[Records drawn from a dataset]
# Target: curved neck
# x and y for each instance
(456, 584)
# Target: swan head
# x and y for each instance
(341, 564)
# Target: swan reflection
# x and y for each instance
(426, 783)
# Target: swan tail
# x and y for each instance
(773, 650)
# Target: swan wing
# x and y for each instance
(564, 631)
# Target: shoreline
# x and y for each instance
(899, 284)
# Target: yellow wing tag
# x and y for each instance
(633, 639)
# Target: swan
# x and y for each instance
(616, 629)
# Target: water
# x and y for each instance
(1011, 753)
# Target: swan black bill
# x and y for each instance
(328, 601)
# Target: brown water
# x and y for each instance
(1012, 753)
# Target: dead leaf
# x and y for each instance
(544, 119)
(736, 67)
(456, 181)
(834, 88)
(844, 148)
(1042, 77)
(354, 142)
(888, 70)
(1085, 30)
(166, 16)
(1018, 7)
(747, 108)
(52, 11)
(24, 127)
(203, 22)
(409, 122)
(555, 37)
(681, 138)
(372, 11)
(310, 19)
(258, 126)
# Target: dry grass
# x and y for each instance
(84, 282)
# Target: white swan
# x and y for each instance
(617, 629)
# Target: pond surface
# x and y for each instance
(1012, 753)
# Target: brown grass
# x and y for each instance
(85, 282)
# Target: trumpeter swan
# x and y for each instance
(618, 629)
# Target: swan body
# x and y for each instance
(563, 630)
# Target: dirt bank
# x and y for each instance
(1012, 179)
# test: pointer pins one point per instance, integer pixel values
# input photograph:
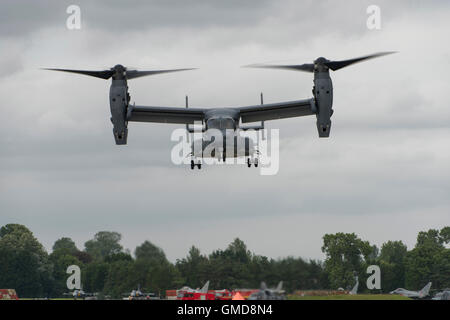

THE PROBLEM: Show each line of the material above that contains the word "swan".

WORKED SOLUTION:
# Target: swan head
# Target: swan reflection
# Target: swan tail
# Target: swan wing
# Target: swan
# Target: swan black bill
# Target: white swan
# Target: trumpeter swan
# Target: swan body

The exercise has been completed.